Solar Impulse to fly 2,500 km without liquid fuel

By Tamás Kugyela | Thursday 29 March 2012

Solar Impulse, the first aircraft capable of flying day and night relying exclusively on solar power, is to go on a mission to fly 2,500 kms between Switzerland and Morocco in May or June this year. Bertrand Piccard and André Borschberg, the two leaders of the project, announced, on 28 March, to attempt the flight which, if successful, will mark the longest airborne journey ever to have accomplished without the use of fossil fuels.

The arrival is timed to coincide the launch of a major solar construction project in Morocco, the first phase of the North African country’s ambitious plan of a transition to renewable energy sources. Morocco intends, by 2020, to build five solar complexes, generating in total 2,000 megawatts. The first solar-thermal/photovoltaic complex in the region of Ouarzazate is expected to generate a total of 500 MW by 2015. The German-led Desertec Industrial Initiative groups the major stakeholders and takes care of the technological, economic and regulatory preparations (see supplement to Europolitics4312).

The Solar Impulse plane, which has the wingspan of an Airbus A340 (63.4 m) and the weight of a car (1,600 kg), is fuelled by solar panels covering its wings. It had its first 87-minute flight on 7 April 2010 and three months later it proved that it is possible to fly solely on this resource even during nighttime by storing spare electricity in the 400 kg lithium batteries (see Europolitics4092). In 2011, the aeroplane flew to Brussels and Paris.

The goal of the present mission, according to Solar Impulse, is to gather additional experience in cooperating with international airports, integrating the prototype into regular air traffic patterns and managing the logistics of maintenance.

“Flying as far as this, powered only by solar energy will be excellent training for the round-the-world trip,” said engineer and pilot André Borschberg. The second aircraft, which is designed to be able to cross the globe in 2014, is already under construction.

Set tasks:
[1] From the Solar Impulse article, return the passage between "The goal of" and "logistics of maintenance.", inclusive, copied word for word.
[2] In the Solar Impulse article, what total output does Morocco plan for its five solar complexes by 2020?

Excerpted data:
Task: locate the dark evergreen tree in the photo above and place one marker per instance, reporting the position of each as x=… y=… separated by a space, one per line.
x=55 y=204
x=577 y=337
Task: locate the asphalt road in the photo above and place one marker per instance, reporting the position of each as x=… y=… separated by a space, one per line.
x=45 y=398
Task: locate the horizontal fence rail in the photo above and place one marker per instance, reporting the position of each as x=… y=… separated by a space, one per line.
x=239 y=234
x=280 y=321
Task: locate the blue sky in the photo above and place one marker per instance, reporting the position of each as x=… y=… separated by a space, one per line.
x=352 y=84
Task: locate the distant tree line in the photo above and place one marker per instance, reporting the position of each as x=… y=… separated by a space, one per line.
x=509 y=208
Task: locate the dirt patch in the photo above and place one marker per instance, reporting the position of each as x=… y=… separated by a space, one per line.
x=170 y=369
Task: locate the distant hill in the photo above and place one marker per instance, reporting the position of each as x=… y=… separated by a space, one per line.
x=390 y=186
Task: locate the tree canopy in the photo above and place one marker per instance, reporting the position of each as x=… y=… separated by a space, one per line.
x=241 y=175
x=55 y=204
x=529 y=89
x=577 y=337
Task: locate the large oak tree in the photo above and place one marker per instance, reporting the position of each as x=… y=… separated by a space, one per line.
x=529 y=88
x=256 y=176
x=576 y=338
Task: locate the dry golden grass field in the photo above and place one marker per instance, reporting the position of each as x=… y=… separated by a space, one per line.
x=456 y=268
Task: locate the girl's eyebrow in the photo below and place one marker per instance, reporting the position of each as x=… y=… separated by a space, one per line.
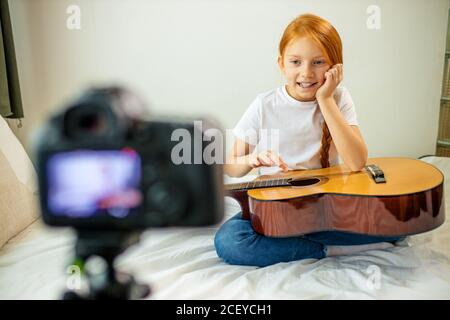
x=296 y=56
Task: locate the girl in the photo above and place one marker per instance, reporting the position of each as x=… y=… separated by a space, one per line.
x=316 y=122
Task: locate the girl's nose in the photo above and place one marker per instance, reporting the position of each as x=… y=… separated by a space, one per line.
x=307 y=71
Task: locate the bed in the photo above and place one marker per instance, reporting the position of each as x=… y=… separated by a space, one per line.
x=181 y=263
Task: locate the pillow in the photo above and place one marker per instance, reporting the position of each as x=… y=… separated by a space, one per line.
x=18 y=188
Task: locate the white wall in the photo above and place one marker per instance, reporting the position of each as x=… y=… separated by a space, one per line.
x=213 y=57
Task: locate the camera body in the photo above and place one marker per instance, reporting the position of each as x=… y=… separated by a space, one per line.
x=103 y=164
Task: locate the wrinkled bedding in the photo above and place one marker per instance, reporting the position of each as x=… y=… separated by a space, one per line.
x=181 y=263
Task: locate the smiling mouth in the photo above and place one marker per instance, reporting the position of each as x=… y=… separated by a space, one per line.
x=306 y=85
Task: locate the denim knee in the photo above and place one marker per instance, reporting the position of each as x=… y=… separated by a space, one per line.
x=231 y=242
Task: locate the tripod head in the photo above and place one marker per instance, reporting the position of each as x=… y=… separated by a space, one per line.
x=104 y=281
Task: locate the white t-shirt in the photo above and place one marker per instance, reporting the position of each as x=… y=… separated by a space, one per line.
x=276 y=121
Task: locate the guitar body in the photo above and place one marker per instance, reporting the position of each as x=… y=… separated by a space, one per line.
x=337 y=199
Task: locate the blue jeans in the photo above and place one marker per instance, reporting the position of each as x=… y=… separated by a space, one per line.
x=237 y=243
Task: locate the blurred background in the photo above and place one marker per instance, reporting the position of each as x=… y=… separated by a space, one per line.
x=213 y=57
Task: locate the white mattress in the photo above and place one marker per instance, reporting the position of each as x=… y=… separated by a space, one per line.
x=181 y=263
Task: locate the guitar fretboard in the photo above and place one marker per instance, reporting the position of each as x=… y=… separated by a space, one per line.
x=258 y=184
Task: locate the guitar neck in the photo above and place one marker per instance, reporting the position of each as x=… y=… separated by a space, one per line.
x=258 y=184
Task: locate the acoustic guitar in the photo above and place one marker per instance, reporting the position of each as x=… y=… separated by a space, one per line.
x=389 y=197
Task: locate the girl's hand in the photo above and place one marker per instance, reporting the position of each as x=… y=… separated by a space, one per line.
x=332 y=79
x=267 y=159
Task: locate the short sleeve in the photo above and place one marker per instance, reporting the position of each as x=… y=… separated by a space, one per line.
x=347 y=107
x=248 y=127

Task-by-task answers:
[1]
The goal of the present mission, according to Solar Impulse, is to gather additional experience in cooperating with international airports, integrating the prototype into regular air traffic patterns and managing the logistics of maintenance.

[2] 2,000 megawatts.